Start SELECTED PASSAGE

# Integration Output Doesn't make sense

I want to calculate the integral of a voltage pulse. I have designed this circuit to do the integration. I am using a non inverting integrator:

The op_amp_2 is the voltage pulse. Comp_1 is used to discharge the cap once the pulse has ended. So that the integral of each pulse can be found.

This is how the output looks like:

I wonder why the output falls down as the pulse ends. Is this because of the bias current of Op-AMP? I am specifically using a low bias (~pA) current opamp.

How can I avoid this?

End SELECTED PASSAGE
Start DATASET EXCERPTS

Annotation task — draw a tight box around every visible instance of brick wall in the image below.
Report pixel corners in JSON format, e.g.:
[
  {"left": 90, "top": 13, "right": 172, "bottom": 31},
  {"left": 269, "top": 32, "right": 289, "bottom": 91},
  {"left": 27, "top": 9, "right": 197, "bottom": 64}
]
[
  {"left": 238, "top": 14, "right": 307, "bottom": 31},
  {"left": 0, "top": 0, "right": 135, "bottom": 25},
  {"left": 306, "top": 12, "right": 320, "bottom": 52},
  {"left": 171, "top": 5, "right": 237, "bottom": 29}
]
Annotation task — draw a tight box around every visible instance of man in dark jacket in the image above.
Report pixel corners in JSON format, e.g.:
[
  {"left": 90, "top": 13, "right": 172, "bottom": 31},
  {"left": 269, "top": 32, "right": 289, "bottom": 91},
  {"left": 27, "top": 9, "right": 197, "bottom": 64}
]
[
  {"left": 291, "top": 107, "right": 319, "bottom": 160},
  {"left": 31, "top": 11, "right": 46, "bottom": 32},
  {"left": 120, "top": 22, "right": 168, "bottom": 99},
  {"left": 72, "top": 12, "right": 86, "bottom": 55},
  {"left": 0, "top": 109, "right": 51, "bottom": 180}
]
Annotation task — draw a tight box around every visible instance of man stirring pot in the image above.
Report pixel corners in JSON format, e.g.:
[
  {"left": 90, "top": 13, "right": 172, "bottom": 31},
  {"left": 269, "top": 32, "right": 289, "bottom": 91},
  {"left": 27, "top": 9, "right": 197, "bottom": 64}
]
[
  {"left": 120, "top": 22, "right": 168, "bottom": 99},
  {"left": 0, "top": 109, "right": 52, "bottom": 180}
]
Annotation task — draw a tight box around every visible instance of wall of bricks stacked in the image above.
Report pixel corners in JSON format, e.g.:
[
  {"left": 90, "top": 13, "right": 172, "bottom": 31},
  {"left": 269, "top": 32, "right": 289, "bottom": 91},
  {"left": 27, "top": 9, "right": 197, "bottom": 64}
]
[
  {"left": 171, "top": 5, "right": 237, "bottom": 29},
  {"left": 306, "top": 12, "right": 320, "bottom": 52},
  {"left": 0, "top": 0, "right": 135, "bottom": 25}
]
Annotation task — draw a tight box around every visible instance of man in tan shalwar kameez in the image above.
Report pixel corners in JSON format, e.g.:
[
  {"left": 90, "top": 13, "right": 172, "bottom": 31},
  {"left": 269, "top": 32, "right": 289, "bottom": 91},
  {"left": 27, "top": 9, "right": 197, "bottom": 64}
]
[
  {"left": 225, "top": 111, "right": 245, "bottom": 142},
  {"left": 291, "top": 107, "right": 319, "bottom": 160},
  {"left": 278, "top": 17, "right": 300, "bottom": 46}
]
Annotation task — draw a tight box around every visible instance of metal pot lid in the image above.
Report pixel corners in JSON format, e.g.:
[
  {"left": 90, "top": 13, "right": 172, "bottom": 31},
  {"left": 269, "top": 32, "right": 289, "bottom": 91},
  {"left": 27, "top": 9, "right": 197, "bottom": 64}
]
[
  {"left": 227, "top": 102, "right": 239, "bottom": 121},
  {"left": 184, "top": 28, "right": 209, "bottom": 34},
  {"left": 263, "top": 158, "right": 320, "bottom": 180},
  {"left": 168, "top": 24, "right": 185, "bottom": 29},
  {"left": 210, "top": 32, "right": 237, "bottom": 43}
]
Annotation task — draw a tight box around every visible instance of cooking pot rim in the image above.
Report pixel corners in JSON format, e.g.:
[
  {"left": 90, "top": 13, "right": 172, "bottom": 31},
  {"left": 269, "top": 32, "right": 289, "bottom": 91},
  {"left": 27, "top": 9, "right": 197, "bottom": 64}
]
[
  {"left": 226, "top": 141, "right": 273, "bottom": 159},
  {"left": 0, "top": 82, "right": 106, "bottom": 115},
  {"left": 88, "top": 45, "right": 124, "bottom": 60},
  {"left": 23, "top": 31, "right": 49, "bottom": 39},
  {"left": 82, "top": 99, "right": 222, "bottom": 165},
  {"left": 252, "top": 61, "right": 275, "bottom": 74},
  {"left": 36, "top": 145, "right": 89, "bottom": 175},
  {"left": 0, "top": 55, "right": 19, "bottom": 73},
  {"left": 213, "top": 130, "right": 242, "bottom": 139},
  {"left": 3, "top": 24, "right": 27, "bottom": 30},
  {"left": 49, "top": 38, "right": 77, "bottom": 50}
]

End DATASET EXCERPTS

§ **PROBLEM SET**
- A) Rewrite everything in the integrator post from "I wonder why" down to "(~pA) current opamp.", putting "integrator output" in place of "output".
- B) Translate this sentence from the integrator post into Spanish: "Comp_1 is used to discharge the cap once the pulse has ended."
- C) According to the integrator post, what type of integrator does the circuit use?
The entries can be set aside; nothing here depends on them.

§ **SOLUTIONS IN ORDER**
- A)
I wonder why the integrator output falls down as the pulse ends. Is this because of the bias current of Op-AMP? I am specifically using a low bias (~pA) current opamp.

- B) Comp_1 se usa para descargar el condensador una vez que el pulso ha terminado.

- C) A non-inverting integrator.